Recordemos que son los policías y no los militares la fuerza entrenada para interactuar con la ciudadanía, y los que finalmente han sido reemplazados por los militares para enfrentar una guerra contra la delincuencia organizada que se sentía perdida.
Los militares, por naturaleza, son entrenados para defender al País en tiempos de guerra, no para lidiar con los derechos de los ciudadanos. La naturaleza de su entrenamiento es convertirlos en una arma de guerra, desprovistos de su identidad personal.
Sin embargo, al enviarlos a la calle, los militares entran en contacto con la ciudadanía, una decisión que podría ser mucho más costosa de lo que imaginamos.
Para empezar, los militares son nuestra última defensa, el cuerpo armado y entrenado para defendernos hasta con la vida de una amenaza extrema y enviarlos a la calle significa poner en riesgo esa última línea de seguridad.

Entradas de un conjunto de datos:

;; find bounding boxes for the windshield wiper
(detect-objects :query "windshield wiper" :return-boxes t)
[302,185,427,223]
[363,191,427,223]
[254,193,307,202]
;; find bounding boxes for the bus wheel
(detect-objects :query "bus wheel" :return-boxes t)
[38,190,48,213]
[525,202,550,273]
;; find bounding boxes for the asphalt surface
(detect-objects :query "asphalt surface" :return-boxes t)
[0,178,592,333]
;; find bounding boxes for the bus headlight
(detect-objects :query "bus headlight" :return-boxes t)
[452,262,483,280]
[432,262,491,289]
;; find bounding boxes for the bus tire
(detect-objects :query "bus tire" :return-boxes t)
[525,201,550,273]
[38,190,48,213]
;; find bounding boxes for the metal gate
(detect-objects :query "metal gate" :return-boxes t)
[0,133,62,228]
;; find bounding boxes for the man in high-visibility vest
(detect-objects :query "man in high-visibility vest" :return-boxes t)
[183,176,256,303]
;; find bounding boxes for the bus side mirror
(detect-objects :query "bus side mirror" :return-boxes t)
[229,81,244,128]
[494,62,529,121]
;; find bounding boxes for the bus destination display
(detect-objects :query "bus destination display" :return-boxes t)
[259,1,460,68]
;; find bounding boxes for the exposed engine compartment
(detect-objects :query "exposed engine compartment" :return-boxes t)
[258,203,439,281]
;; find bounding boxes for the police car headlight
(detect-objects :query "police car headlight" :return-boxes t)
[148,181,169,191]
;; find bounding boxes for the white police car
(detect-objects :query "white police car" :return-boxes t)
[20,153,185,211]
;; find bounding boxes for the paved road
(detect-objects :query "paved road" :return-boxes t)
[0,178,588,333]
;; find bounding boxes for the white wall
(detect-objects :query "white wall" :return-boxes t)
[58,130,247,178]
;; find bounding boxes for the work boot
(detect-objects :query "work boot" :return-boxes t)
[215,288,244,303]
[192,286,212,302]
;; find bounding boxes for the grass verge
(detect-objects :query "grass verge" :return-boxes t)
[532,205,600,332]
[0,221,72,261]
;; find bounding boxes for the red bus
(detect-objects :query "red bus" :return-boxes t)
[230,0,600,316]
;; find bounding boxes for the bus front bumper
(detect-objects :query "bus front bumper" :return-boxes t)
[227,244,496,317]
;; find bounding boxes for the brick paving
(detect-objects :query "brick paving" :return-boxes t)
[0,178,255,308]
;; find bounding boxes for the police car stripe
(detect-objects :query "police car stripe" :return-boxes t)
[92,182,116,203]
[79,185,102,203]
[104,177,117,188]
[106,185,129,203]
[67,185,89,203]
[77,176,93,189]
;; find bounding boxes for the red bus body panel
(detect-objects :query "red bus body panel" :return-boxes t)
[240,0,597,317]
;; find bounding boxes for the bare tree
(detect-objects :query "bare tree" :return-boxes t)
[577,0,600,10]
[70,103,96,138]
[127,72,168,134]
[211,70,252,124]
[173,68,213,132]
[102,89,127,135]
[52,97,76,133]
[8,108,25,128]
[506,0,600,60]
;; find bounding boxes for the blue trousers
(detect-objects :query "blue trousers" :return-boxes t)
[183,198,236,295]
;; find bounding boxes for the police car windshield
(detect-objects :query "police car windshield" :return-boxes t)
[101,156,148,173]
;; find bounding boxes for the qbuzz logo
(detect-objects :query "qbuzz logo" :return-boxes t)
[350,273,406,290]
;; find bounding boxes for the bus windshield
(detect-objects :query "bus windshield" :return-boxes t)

_QUÉ SE PIDE_
1. Copia palabra por palabra el texto completo sobre los militares en la calle.
2. Cita sin cambios una parte de las entradas. Empieza en la línea que contiene "the white police car" y sigue hasta la última línea de las entradas, incluidas las dos.

_LISTA DE SOLUCIONES_
1.
Recordemos que son los policías y no los militares la fuerza entrenada para interactuar con la ciudadanía, y los que finalmente han sido reemplazados por los militares para enfrentar una guerra contra la delincuencia organizada que se sentía perdida.
Los militares, por naturaleza, son entrenados para defender al País en tiempos de guerra, no para lidiar con los derechos de los ciudadanos. La naturaleza de su entrenamiento es convertirlos en una arma de guerra, desprovistos de su identidad personal.
Sin embargo, al enviarlos a la calle, los militares entran en contacto con la ciudadanía, una decisión que podría ser mucho más costosa de lo que imaginamos.
Para empezar, los militares son nuestra última defensa, el cuerpo armado y entrenado para defendernos hasta con la vida de una amenaza extrema y enviarlos a la calle significa poner en riesgo esa última línea de seguridad.

2.
;; find bounding boxes for the white police car
(detect-objects :query "white police car" :return-boxes t)
[20,153,185,211]
;; find bounding boxes for the paved road
(detect-objects :query "paved road" :return-boxes t)
[0,178,588,333]
;; find bounding boxes for the white wall
(detect-objects :query "white wall" :return-boxes t)
[58,130,247,178]
;; find bounding boxes for the work boot
(detect-objects :query "work boot" :return-boxes t)
[215,288,244,303]
[192,286,212,302]
;; find bounding boxes for the grass verge
(detect-objects :query "grass verge" :return-boxes t)
[532,205,600,332]
[0,221,72,261]
;; find bounding boxes for the red bus
(detect-objects :query "red bus" :return-boxes t)
[230,0,600,316]
;; find bounding boxes for the bus front bumper
(detect-objects :query "bus front bumper" :return-boxes t)
[227,244,496,317]
;; find bounding boxes for the brick paving
(detect-objects :query "brick paving" :return-boxes t)
[0,178,255,308]
;; find bounding boxes for the police car stripe
(detect-objects :query "police car stripe" :return-boxes t)
[92,182,116,203]
[79,185,102,203]
[104,177,117,188]
[106,185,129,203]
[67,185,89,203]
[77,176,93,189]
;; find bounding boxes for the red bus body panel
(detect-objects :query "red bus body panel" :return-boxes t)
[240,0,597,317]
;; find bounding boxes for the bare tree
(detect-objects :query "bare tree" :return-boxes t)
[577,0,600,10]
[70,103,96,138]
[127,72,168,134]
[211,70,252,124]
[173,68,213,132]
[102,89,127,135]
[52,97,76,133]
[8,108,25,128]
[506,0,600,60]
;; find bounding boxes for the blue trousers
(detect-objects :query "blue trousers" :return-boxes t)
[183,198,236,295]
;; find bounding boxes for the police car windshield
(detect-objects :query "police car windshield" :return-boxes t)
[101,156,148,173]
;; find bounding boxes for the qbuzz logo
(detect-objects :query "qbuzz logo" :return-boxes t)
[350,273,406,290]
;; find bounding boxes for the bus windshield
(detect-objects :query "bus windshield" :return-boxes t)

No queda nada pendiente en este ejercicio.